Request: Rewrite each of the rows below, changing every "Teacher note" to "Instructor note" and keeping all other text the same.

Extracted information:
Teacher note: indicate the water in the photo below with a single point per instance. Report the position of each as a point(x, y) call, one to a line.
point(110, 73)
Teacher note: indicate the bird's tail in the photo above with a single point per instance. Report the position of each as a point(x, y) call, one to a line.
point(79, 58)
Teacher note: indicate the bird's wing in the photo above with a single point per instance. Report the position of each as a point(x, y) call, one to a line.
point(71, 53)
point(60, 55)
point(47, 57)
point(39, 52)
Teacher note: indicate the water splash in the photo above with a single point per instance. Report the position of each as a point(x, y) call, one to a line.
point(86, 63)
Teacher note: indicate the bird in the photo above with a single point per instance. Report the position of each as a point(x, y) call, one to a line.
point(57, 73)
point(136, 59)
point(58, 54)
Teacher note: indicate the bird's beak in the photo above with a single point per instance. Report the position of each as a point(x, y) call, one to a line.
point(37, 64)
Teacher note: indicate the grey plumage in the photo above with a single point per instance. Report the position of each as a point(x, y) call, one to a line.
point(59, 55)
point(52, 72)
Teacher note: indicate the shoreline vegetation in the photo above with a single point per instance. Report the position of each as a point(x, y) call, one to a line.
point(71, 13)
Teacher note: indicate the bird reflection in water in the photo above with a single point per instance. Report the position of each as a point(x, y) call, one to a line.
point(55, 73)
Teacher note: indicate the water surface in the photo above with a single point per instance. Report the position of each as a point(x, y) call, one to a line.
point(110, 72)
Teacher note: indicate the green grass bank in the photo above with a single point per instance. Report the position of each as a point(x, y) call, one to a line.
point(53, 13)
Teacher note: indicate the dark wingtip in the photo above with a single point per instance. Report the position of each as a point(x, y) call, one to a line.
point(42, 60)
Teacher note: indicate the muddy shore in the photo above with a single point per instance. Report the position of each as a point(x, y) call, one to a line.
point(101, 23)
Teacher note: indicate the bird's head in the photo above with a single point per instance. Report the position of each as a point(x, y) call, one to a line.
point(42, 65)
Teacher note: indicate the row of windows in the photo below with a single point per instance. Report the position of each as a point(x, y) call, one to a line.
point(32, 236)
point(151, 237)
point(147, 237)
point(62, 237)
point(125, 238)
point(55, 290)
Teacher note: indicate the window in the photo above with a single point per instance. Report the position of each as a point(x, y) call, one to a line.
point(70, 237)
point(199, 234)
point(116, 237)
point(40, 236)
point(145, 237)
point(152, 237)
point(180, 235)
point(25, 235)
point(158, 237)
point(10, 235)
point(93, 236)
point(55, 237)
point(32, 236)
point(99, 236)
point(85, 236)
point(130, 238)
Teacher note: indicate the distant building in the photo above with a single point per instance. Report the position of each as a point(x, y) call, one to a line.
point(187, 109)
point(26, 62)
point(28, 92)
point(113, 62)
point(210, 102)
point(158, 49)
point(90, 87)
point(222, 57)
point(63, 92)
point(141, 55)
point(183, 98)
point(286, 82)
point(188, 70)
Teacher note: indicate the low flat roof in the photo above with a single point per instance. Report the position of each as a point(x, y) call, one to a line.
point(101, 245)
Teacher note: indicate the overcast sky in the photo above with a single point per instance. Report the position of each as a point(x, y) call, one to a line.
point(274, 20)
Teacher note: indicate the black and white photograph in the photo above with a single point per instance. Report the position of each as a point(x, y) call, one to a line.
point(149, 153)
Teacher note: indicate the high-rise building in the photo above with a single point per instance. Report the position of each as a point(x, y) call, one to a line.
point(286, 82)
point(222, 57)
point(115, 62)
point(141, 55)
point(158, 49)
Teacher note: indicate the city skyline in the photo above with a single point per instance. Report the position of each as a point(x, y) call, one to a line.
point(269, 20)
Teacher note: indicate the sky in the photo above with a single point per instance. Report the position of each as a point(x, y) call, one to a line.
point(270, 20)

Result for this task:
Instructor note: indicate the water in the photo below with a single point per instance. Report the position of each as a point(x, y) call, one to a line.
point(110, 73)
Instructor note: indicate the bird's tail in the photo above with a single point per instance. Report the position of each as a point(x, y) call, one to a line.
point(79, 58)
Instructor note: indicate the bird's wing in the photo above with a single point per instance. Report the position of each as a point(x, y) call, one to a line.
point(71, 53)
point(60, 55)
point(47, 57)
point(39, 52)
Instructor note: indicate the water splash in the photo above with a single point per instance. Report the position of each as a point(x, y) call, one to a line.
point(86, 63)
Instructor note: indicate the bird in the photo above with a single point per instance. Report the position of each as a point(x, y) call, one to a line.
point(57, 73)
point(136, 59)
point(58, 54)
Instructor note: indicate the bird's beak in the photo above with a single point per instance. Report the position of each as a point(x, y) call, one to a line.
point(37, 64)
Instructor note: indicate the grey plumage in the photo above with a single point per instance. Report the position of each as a point(x, y) call, one to a line.
point(59, 55)
point(52, 72)
Instructor note: indicate the shoreline vegetation in the photo above with a single point per instance. Report the position of each as a point(x, y) call, one to a line.
point(71, 13)
Instructor note: indicate the bird reflection in water in the photo above with a single point per instance. Report the position of each as a point(x, y) call, one to a line.
point(55, 73)
Instructor note: indicate the water surface in the photo above with a single point per instance. Report the position of each as a point(x, y) call, one to a line.
point(110, 72)
Instructor note: indicate the green grass bank in the photo above with a single point per instance. Report the position of each as a point(x, y) call, one to a line.
point(53, 13)
Instructor note: indicate the dark wingtip in the photo above with a single point per instance. Report the position of each as a point(x, y) call, one to a line.
point(42, 60)
Instructor note: indicate the muddy shore in the photo above with a single point per instance. Report the position of each as a point(x, y) call, one to a line.
point(101, 23)
Instructor note: indicate the bird's head in the photo above with a single point per instance. Report the position of each as a point(x, y) call, one to a line.
point(42, 65)
Instructor note: indicate the row of windows in the photo below with a single point per instance. Report the position of each as a point(x, y) call, one to a line.
point(32, 236)
point(151, 237)
point(147, 237)
point(62, 237)
point(125, 238)
point(55, 290)
Instructor note: indicate the window in the photo above with a single point per instance. Report the position of each as a point(x, y) call, one to a line.
point(70, 237)
point(199, 234)
point(116, 237)
point(40, 236)
point(145, 237)
point(152, 237)
point(180, 235)
point(25, 235)
point(158, 237)
point(10, 235)
point(93, 236)
point(55, 237)
point(32, 236)
point(99, 236)
point(85, 236)
point(130, 238)
Instructor note: indicate the distant building in the photo above with a single point per instance. Report the position of each as a point(x, y) call, one to a line.
point(187, 109)
point(26, 62)
point(28, 92)
point(113, 62)
point(210, 102)
point(158, 49)
point(90, 87)
point(222, 57)
point(63, 92)
point(141, 55)
point(183, 98)
point(286, 82)
point(188, 70)
Instructor note: indicate the low flat roof in the photo above with a single point per instance. Report the position of each as a point(x, y) call, one to a line.
point(101, 245)
Instructor note: indicate the overcast sky in the photo above with a single point per instance. Report the position of each as a point(x, y) call, one to a line.
point(274, 20)
Instructor note: indicate the black and white photograph in the photo above with a single point per instance. Report the position of each as a point(x, y) call, one to a line.
point(149, 153)
Instructor note: indicate the high-rise building in the photo above with a single point per instance. Report the position of each as a point(x, y) call, one to a line.
point(286, 82)
point(222, 57)
point(115, 62)
point(141, 55)
point(158, 49)
Instructor note: indicate the city skyline in the photo above with a single point per instance. Report the position of each as a point(x, y) call, one to a line.
point(269, 20)
Instructor note: indicate the sky in the photo above with a single point per instance. Report the position of each as a point(x, y) call, one to a line.
point(270, 20)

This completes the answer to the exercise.